* Required work: When you copy the entries, omit the images and keep every word as it is.

★ ★ ★ ★ ★ ★ ★

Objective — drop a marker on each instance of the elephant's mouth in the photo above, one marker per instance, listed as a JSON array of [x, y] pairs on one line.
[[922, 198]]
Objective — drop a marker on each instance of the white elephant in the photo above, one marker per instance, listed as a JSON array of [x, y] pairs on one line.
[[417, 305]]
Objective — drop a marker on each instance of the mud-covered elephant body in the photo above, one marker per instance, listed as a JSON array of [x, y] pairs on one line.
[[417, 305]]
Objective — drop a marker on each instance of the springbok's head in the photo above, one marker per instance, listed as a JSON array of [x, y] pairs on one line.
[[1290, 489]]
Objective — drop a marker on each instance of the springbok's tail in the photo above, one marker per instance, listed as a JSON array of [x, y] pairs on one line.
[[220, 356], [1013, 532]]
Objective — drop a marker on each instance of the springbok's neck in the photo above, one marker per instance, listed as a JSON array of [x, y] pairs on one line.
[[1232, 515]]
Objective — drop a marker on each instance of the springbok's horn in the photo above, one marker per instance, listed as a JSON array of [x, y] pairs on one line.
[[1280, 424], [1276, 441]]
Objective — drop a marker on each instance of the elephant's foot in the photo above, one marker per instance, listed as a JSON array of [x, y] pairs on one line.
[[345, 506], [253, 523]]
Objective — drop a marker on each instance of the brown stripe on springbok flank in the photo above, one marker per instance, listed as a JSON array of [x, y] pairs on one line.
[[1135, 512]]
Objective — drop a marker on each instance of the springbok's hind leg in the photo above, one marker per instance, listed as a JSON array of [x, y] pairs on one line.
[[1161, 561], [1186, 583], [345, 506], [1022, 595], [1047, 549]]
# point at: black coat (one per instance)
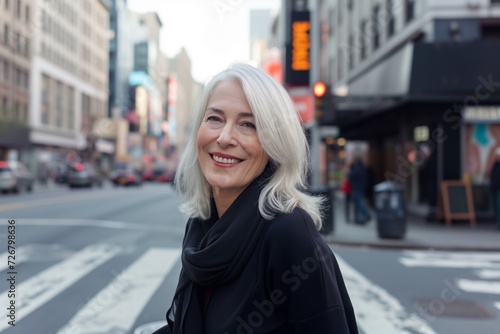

★ ★ ★ ★ ★ ★ ★

* Expected answer:
Objective — drop a marker on each instance of the elephant's mouth in the photo above, one marker per instance, listed as a JSON array of [x, y] pairs on one line.
[[922, 198]]
Objective — drop a marker on each instance of the white elephant in the photo above, one marker per instance, listed as a JSON array of [x, y] pairs on one line.
[[417, 305]]
Objective — drop a marker on each instance of the mud-covered elephant body in the photo above, one marker per instance, listed as a JSON array of [x, y] pairs on one line.
[[417, 305]]
Objective — drop a marker on each instance of the springbok's head in the photo above, one marker per instance, listed as a JSON array of [x, y] pairs on one line.
[[1290, 489]]
Objective — drop a marker on each instance of the springbok's tail in the photo above, one marker per instance, listed as a JSON array of [x, y] pairs on one line.
[[220, 356], [1013, 532]]
Objective — drop a marker on each instance of the springbok's neck in the photo above, one marker per instance, listed as a JSON array of [x, y] pairs on one line.
[[1232, 515]]
Objective — drop a marker on each instance of the springbok's horn in the photo above, one marker per instance, listed as a JSON array of [x, y] pairs on one line.
[[1280, 424], [1276, 441]]
Objective — drop a marker on each instance of the elephant's foot in the photo above, one marker per instance, listed as a JSON array of [x, y] pairs on one line.
[[345, 506], [253, 523]]
Objective — drop a marker on each instance of the brown stripe on springbok flank in the photo above, one marker per instance, listed as a JSON array of [x, y] pairs on one line.
[[1135, 512]]
Objective — drop a marker on each instance of the springbok's hind leg in the photo above, one marker per instance, listed as a JSON array of [x, y] pairs on one line.
[[1161, 561], [1186, 583], [345, 506], [1022, 595], [1047, 549]]
# point at: black coat (one per instance)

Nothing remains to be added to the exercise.